### [TEXTE FOURNI]
C’est dans cet état de
nécessité actuelle que fut prise la décision du 2 février.
Il importe de remarquer,
messieurs, que les permis dont cette décision fait mention, sont ceux dont il a
été parlé plus haut, c’est-à-dire le document relatif au moyen de constater le
départ et l’absence du bateau pour lequel il était délivré, et que ce même
permis concerne si peu du reste l’exercice de la navigation et de la pêche, que
dans la relation que vous a faite l’honorable M. Legrelle, de la contrariété
rencontré à la patache par cinq bateliers, il convient lui-même que, malgré le
refus d’y reconnaître les permis, l’un d’eux continua son voyage, ce qu’en
effet rien ne l’a empêché le faire librement.
Vous reconnaîtrez donc,
messieurs, qu’il ne s’agit nullement, dans le cas que je viens d’expliquer,
soit d’une question de navigation ou d’une question de police de la pêche, qui
n’est point d’ailleurs du ressort de mon département ; mais tout se réduit ici
à une simple question d’application d’un droit de douane. C’est à cette seule
question que se rapporte le permis tant cité.
Et bien
loin que l’administration des douanes interdise ou entend interdire la
navigation de l’Escaut, j’ajouterai en passant qu’il n’est pas même de son
ressort de s’opposer à l’importation du poisson hollandais ou même des navires
de cette nation, et qu’elle a seulement le droit, et c’est de plus un devoir
pour elle, d’en exiger le paiement des impôts dont l’art. 112 de la
constitution ne permet pas de les affranchir, lors même que des importateurs
officieux leur prêteraient le manteau de la nationalité ; à moins que ceux-ci
ne parviennent à justifier complètement les produits recueillis dans leur
expédition en mer, puisqu’il est de principe incontestable que celui qui
invoque une exception, prouve à suffisance de droit qu’il se trouve dans le cas
et dans les conditions voulues pour l’obtenir.
Telles sont les observations
que j’ai cru devoir ajouter aux deux décisions dont j’ai donné lecture.
J’espère la chambre sera convaincue que n’a pas voulu entraver la libre
navigation de l’Escaut, mais que l’on a seulement voulu mettre un frein à la
fraude qui se faisait à Anvers au détriment du fisc.

### [CONSIGNE ÉCRITE A]
D'après le texte fourni, répondez brièvement :
(i) Quel article de la constitution est mentionné ?
(ii) Combien de bateliers ont rencontré une contrariété à la patache ?
(iii) Dans quelle ville se faisait la fraude au détriment du fisc ?
Le texte fourni et les lignes sont sans rapport l'un avec l'autre.

Données d'annotation par coordonnées
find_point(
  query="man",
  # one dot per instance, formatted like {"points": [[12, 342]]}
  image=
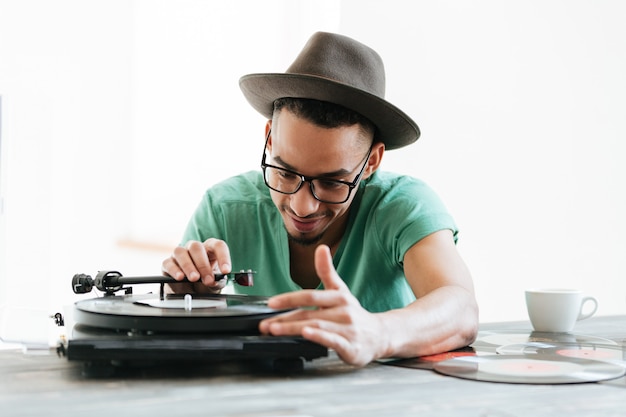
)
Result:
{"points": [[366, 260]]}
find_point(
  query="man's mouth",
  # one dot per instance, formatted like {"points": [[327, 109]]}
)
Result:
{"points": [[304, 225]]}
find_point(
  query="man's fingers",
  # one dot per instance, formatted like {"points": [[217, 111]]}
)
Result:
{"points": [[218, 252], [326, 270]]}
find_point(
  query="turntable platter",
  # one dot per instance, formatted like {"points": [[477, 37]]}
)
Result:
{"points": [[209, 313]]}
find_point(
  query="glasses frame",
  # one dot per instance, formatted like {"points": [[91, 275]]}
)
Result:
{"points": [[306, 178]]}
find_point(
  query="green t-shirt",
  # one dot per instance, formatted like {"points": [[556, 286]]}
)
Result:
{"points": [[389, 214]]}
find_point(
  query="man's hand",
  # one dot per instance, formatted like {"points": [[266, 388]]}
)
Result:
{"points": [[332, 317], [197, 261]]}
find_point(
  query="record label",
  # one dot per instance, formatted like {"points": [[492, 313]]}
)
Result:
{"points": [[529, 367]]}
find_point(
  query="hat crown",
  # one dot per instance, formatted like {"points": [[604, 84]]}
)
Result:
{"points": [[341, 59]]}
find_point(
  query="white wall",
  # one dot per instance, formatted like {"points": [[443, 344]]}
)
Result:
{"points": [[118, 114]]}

--

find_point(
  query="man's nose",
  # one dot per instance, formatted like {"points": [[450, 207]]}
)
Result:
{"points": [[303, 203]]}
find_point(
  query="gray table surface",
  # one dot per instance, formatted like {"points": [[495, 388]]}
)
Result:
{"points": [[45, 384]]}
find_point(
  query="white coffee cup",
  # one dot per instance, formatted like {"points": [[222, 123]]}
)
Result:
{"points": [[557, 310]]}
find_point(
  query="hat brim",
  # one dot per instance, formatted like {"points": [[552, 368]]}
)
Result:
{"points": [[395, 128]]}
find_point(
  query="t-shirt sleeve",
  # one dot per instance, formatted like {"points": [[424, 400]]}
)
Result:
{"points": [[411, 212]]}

### [CONSIGNE ÉCRITE B]
Relevez toutes les lignes qui contiennent la chaîne "white".

### [RÉPONSE COMPLÈTE A]
(i) L'article 112.
(ii) Cinq.
(iii) Anvers.

### [RÉPONSE COMPLÈTE B]
  query="white wall",
  query="white coffee cup",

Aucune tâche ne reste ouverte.